# [What is being asked]
The whole of the data, every line, should come back exactly the same.

# [Data supplied]
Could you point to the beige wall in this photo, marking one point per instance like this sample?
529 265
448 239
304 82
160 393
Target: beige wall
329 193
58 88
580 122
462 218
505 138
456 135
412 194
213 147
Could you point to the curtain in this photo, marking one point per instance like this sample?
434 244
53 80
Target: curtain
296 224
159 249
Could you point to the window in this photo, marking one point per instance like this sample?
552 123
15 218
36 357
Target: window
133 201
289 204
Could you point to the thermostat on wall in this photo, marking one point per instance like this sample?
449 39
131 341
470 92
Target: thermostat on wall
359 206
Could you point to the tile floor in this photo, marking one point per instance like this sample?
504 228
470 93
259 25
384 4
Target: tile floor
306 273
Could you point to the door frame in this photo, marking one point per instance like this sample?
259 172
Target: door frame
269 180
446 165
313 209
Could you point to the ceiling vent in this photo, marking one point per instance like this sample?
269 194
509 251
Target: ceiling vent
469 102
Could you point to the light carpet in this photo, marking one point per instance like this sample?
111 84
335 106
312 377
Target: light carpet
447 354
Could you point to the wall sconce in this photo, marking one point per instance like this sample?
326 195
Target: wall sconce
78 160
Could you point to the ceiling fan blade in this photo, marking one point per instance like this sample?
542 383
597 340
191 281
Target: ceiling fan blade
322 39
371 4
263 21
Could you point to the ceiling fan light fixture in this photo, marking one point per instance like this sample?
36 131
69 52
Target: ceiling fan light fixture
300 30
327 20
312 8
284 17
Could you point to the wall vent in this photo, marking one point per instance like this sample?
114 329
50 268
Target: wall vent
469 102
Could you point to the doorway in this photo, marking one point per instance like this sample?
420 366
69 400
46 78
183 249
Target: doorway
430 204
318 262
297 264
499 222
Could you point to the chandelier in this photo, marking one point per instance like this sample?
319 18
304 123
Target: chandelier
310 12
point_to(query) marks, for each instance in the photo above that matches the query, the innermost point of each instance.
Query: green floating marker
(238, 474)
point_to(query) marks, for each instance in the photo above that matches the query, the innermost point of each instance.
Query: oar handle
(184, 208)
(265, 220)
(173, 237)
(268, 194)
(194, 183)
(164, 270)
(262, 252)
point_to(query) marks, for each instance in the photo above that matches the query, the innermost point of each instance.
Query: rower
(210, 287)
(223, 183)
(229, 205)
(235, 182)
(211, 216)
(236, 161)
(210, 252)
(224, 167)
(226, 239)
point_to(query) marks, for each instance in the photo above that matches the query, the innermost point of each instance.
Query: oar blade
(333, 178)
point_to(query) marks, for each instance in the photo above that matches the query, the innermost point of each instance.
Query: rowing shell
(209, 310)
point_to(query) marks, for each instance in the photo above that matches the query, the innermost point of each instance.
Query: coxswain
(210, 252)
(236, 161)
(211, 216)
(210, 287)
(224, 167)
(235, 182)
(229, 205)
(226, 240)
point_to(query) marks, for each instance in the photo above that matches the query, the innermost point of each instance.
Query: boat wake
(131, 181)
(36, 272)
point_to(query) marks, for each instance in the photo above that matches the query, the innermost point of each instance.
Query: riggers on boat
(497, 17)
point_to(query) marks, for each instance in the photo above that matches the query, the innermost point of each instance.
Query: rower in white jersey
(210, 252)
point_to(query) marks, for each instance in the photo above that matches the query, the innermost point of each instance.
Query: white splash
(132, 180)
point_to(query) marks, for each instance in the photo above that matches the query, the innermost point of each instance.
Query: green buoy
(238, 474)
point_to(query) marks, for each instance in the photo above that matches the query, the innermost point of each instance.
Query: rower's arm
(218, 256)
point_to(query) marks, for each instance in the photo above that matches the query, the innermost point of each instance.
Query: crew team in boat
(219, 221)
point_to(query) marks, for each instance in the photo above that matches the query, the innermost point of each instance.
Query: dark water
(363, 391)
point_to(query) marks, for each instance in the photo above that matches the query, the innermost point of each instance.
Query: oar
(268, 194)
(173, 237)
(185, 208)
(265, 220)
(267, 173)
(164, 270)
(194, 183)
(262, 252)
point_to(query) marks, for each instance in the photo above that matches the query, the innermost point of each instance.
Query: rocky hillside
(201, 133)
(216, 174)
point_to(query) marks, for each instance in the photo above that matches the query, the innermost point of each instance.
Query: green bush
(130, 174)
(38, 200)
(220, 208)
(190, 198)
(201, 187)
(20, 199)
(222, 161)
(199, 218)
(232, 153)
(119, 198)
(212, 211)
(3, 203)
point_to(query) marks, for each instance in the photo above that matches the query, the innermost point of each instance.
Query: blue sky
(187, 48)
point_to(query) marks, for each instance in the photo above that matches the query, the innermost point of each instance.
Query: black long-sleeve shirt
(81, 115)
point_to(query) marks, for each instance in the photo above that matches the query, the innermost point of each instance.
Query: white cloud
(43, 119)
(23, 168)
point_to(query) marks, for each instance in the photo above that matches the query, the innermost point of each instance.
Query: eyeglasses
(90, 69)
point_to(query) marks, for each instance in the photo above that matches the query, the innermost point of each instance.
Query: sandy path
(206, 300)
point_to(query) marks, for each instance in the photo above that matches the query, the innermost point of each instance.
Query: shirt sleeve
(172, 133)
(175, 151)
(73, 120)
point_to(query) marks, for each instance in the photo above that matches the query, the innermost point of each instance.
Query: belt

# [Exercise response]
Could you point to the beige wall in this photo, marking one point per instance like this sample?
529 265
448 239
304 82
160 393
Target: beige wall
329 193
58 88
580 122
462 218
505 138
456 135
412 194
213 147
Could you point to the curtain in this photo, marking one point per instance like this sample?
434 244
53 80
Target: curtain
296 224
159 249
Could you point to the window in this photo, marking one point per instance like this sample?
552 123
15 218
36 357
Target: window
133 201
289 204
Could you point to the thermostat on wall in this photo, marking one point per instance like this sample?
449 39
131 341
470 92
Target: thermostat on wall
359 206
Could you point to the tile floor in this photo, marking one point per instance like this sample?
504 228
470 93
259 25
384 4
Target: tile floor
306 273
Could you point to the door frame in this photo, marking one point per instance like this sample?
259 172
Target: door frame
269 180
446 165
313 209
Could you point to the ceiling vent in this photo, marking one point per instance like this sample?
269 194
509 251
Target: ceiling vent
469 102
Could you point to the light carpet in this photo, marking one point per instance like this sample?
111 84
335 106
312 377
Target: light carpet
447 354
Could you point to the wall sconce in this photo, marking one point per instance like this sample?
326 195
Target: wall sconce
78 160
Could you point to the ceiling fan blade in this photo, marking one point per instance like this sample?
542 383
597 340
191 281
Target: ceiling fan blade
322 39
371 4
263 21
Could you point to the ceiling fan light fixture in this photo, marking one point per instance like this sample?
36 131
69 52
Target: ceiling fan light fixture
300 30
327 20
312 8
284 17
Could you point to the wall vent in this photo, marking one point per instance like this sample?
114 329
50 268
Target: wall vent
469 102
Could you point to the doorway in this photo, marking one point per instance like this sample?
420 366
69 400
46 78
183 249
Target: doorway
430 204
318 262
297 264
499 222
Could you point to the chandelier in this photo, marking one point per instance like this sample?
319 18
304 123
Target: chandelier
310 12
point_to(query) marks, for each instance in the photo above that matches the query, the innermost point of each instance.
Query: green floating marker
(238, 474)
point_to(query) marks, for each instance in the photo above that matches the query, the innermost point of each instance.
Query: oar handle
(184, 208)
(265, 220)
(173, 237)
(268, 194)
(194, 183)
(164, 270)
(262, 252)
point_to(query) marks, for each instance in the photo above that matches the query, the innermost point of each instance.
Query: rower
(210, 287)
(223, 183)
(229, 205)
(235, 182)
(211, 216)
(236, 161)
(210, 252)
(224, 167)
(226, 239)
point_to(query) marks, for each instance in the photo above that matches the query, the innermost point of each instance.
Query: oar blade
(333, 178)
point_to(query) marks, for each instance in the photo above that matches the query, the innermost point of each instance.
Query: rowing shell
(209, 310)
point_to(query) marks, for each instance in the photo above that matches the query, the innermost point of each instance.
Query: coxswain
(210, 252)
(236, 161)
(211, 216)
(210, 287)
(224, 167)
(235, 182)
(229, 205)
(226, 240)
point_to(query) marks, for each instance in the photo above that matches the query, the innermost point of each instance.
Query: boat wake
(131, 181)
(36, 272)
point_to(query) marks, for each instance in the photo above that matches the query, the innermost point of each instance.
Query: riggers on boat
(497, 17)
point_to(query) marks, for each instance in the photo above that matches the query, the innermost point of each instance.
Query: rower in white jersey
(210, 252)
point_to(query) marks, for each instance in the photo above that matches the query, the innermost point of each instance.
Query: white splash
(132, 180)
point_to(query) marks, for each instance in the photo above that matches the query, the innermost point of each instance.
Query: green buoy
(238, 474)
point_to(query) marks, for each instance in the photo above that matches the query, the innermost point of each instance.
Query: rower's arm
(218, 256)
point_to(query) marks, for each instance in the photo above that matches the query, the innermost point of each instance.
Query: crew team in boat
(219, 221)
point_to(query) marks, for each instance in the photo above that matches the query, the innermost point of each instance.
Query: dark water
(363, 391)
point_to(query) marks, for each instance in the photo above that matches the query, the innermost point of each instance.
Query: oar
(268, 194)
(173, 237)
(185, 208)
(265, 220)
(267, 173)
(164, 270)
(194, 183)
(262, 252)
point_to(query) marks, for each instance in the photo above that matches the query, the innermost point of each instance.
Query: rocky hillside
(201, 133)
(216, 174)
point_to(query) marks, for each instance in the photo above that matches the query, the innermost point of each instance.
Query: green bush
(130, 174)
(38, 200)
(220, 208)
(190, 198)
(201, 187)
(20, 199)
(222, 161)
(199, 218)
(232, 153)
(119, 198)
(212, 211)
(3, 203)
point_to(query) marks, for each instance in the photo above that matches the query, the innermost point of each instance.
Query: blue sky
(187, 48)
point_to(query) marks, for each instance in the photo above that matches the query, the innermost point of each instance.
Query: black long-sleeve shirt
(81, 115)
point_to(query) marks, for each instance in the photo above that matches the query, the innermost point of each instance.
Query: white cloud
(43, 119)
(23, 168)
point_to(query) marks, for each instance in the photo above that matches the query, the innermost point of each instance.
Query: eyeglasses
(90, 69)
point_to(query) marks, for each instance in the photo above that matches the query, the innermost point of each instance.
Query: sandy path
(206, 300)
point_to(query) marks, for each instance in the photo above that matches the query, the innermost point of each instance.
Query: shirt sleeve
(172, 133)
(175, 151)
(73, 120)
point_to(query) marks, for each instance in the photo above that matches the query, the innermost point of each instance.
Query: belt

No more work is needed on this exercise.